- [REQUISITOS DAS TAREFAS]:
(A) Reescreva de forma mais breve o parágrafo do texto sobre Jocelin de Courtenay que começa com "Esmagado pelo desabamento", mantendo os fatos principais.
(B) Retome o texto sobre Jocelin de Courtenay e dê continuidade a ele a partir da última frase apresentada.

- [TRECHO FORNECIDO]:
== == ==

O presente texto é adaptação de transcrição de gravação de conferência do Prof. Plinio Corrêa de Oliveira a sócios e cooperadores da TFP, mantendo portanto o estilo verbal, e não foi revisto pelo autor.

Se o Prof. Plinio Corrêa de Oliveira estivesse entre nós, certamente pediria que se colocasse explícita menção a sua filial disposição de retificar qualquer discrepância em relação ao Magistério tradicional da Igreja. É o que fazemos aqui constar, com suas próprias palavras, como homenagem a tão belo e constante estado de espírito:

“Católico apostólico romano, o autor deste texto  se submete com filial ardor ao ensinamento tradicional da Santa Igreja. Se, no entanto,  por lapso, algo nele ocorra que não esteja conforme àquele ensinamento, desde já e categoricamente o rejeita”.

As palavras "Revolução" e "Contra-Revolução", são aqui empregadas no sentido que lhes dá o Prof. Plínio Corrêa de Oliveira em seu livro "Revolução e Contra-Revolução", cuja primeira edição foi publicada no Nº 100 de "Catolicismo", em abril de 1959.

Jocelin de Courtenay, ou Josselin II de Courtenay nasceu entre 1070 e 1075, foi para Terra Santa em 1101, onde morreu em 1131. Ele foi príncipe de Galileia e Tiberiades de 1113 a 1119 e conde de Edessa de 1119 a 1131

 

 

Eu tenho aqui uma ficha para fazer um rápido comentário antes de passarmos à matéria mais de antemão prevista para a reunião.

A ficha é sobre Jocelin de Courtenay. É tirada do livro “Les Templiers”, de Georges Bordonove:

Jocelin de Courtenay foi senhor do Condado de Edessa, no limite norte do reinado latino de Jerusalém. Era neto dos Cruzados que conquistaram a Cidade Santa. Ao norte, o Condado de Edessa, que havia sido invadido por um lugar-tenente de Reng, principal guerreiro mulçumano da época, perdendo seu velho senhor Jocelin I de Courtenay.

Isto é uma referência assim, introdutória.

Esmagado pelo desabamento de uma torre que fora minada, Jocelin foi retirado dos escombros todo desfeito. Em seguida os infiéis se precipitaram para cercar Faizum, residência do Patriarca de Edessa. Quase morrendo, Jocelin se fez carregar para socorrer a fortaleza. E tal era o seu prestígio que, mesmo carregado numa liteira, ele amedrontou os turcos a ponto de fugirem diante de sua presença.

Vencedor sem combate, Jocelin rendeu graças a Deus, nestes termos dignos de uma canção de gesta: "Beau Sir Dieu ── Belo Senhor Deus ── Beau Sir Dieu, eu vos glorifico e agradeço como posso, por me terdes honrado tanto no século, principalmente agora, ao encerrar a minha vida. Vós me sois tão misericordioso e magnânimo, que quisestes que de mim semimorto e impotente, reduzido a uma carcaça que nem a si mesmo pode ajudar, os inimigos tivessem um tal pavor que não ousaram esperar no campo de batalha e fugiram todos por causa de minha chegada. Beau Sir Dieu, eu bem sei que tudo isso prova a Vossa bondade e Vossa cortesia.

== == ==

- [TRECHOS DE DADOS]:

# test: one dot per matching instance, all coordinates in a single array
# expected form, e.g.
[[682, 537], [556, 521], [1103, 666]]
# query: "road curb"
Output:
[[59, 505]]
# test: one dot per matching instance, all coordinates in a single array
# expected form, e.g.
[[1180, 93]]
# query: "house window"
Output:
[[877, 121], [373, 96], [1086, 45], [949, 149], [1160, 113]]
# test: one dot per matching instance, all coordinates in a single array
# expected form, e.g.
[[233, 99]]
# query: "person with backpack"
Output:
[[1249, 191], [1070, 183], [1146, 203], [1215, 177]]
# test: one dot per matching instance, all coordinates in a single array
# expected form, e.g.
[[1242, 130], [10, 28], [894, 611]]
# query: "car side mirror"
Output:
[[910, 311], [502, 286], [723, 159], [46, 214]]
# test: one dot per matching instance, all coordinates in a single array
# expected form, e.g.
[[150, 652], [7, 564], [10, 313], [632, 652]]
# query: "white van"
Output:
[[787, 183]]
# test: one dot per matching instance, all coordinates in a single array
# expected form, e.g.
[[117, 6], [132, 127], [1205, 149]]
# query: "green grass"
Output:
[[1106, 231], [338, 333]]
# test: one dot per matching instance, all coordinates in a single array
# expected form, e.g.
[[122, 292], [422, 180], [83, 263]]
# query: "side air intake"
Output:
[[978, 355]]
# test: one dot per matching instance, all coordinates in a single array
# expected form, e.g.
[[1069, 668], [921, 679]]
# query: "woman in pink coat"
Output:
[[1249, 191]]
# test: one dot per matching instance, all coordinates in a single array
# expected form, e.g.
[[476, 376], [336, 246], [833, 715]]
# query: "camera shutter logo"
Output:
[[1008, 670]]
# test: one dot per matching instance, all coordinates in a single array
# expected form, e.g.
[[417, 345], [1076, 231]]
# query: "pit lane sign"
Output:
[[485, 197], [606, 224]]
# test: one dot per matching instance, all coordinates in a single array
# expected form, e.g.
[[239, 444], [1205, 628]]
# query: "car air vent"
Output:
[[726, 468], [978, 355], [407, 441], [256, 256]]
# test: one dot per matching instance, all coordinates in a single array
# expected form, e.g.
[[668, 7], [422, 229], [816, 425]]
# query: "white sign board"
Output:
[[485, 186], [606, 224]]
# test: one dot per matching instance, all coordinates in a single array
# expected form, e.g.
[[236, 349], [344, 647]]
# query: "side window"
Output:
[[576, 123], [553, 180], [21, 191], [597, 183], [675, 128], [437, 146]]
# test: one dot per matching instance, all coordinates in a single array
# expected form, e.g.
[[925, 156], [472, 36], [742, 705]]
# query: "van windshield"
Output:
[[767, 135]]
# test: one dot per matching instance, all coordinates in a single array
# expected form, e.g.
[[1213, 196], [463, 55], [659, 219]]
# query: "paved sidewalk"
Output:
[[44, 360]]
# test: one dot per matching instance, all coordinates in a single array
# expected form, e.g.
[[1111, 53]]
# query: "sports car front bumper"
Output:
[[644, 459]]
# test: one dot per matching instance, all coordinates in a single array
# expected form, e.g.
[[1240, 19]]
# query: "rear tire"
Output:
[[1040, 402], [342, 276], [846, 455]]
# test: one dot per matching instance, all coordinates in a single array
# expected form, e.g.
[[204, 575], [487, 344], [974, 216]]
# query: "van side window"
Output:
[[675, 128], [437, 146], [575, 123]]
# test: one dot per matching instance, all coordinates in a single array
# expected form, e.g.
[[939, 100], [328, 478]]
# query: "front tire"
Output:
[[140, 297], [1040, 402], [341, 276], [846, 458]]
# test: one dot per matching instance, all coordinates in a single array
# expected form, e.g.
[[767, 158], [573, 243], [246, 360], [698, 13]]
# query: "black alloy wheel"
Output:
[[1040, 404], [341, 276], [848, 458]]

== == ==

- [TAREFAS RESOLVIDAS]:
(A) Jocelin foi retirado todo desfeito dos escombros de uma torre minada que desabou. Quando os infiéis partiram para cercar Faizum, residência do Patriarca de Edessa, ele, quase morrendo, fez-se carregar numa liteira para socorrer a fortaleza. Seu prestígio bastou para que os turcos fugissem diante de sua presença.

(B)
E tendo dito essas coisas, de todo coração recomendou-se a Deus e em seguida sua alma o deixou.

Perfeito e acabado, não é? Convida quase a não comentar. Eu comento mais para confortar a pessoa que mandou – é um eremita que não deu o nome - do que propriamente para os senhores, porque eu acho que o comentário prejudica um pouco a coisa.

* Espírito guerreiro de Jocelin de Courtenay e sua fidelidade a Deus em meio às adversidades

Vamos analisar a posição desse homem em confronto com a mentalidade moderna e nós compreenderemos tudo quanto de épico e de reluzente existe nesse estado de espírito.

Os senhores estão vendo que é um guerreiro, que é um guerreiro de uma família feudal, que era senhora de uma cidade na Terra Santa, era descendente de Cruzados, era um homem que lutou valentemente pela Santa Sé e, entretanto, as desgraças se acumularam sobre a família dele e sobre ele, uma em cima da outra.

A cidade da qual ele era senhor feudal foi invadida ainda no tempo de seu avô. Ele perdeu, portanto, esse ponto de apoio, essa fortuna, esse fator de prestígio. Guerreiro, ele foi colhido pelo desabamento de uma torre e foi reduzido a uma carcaça. Ele poderia, segundo os padrões modernos, ter uma queixa de Deus. Porque ele poderia achar que o normal é que Deus o premiasse já na Terra.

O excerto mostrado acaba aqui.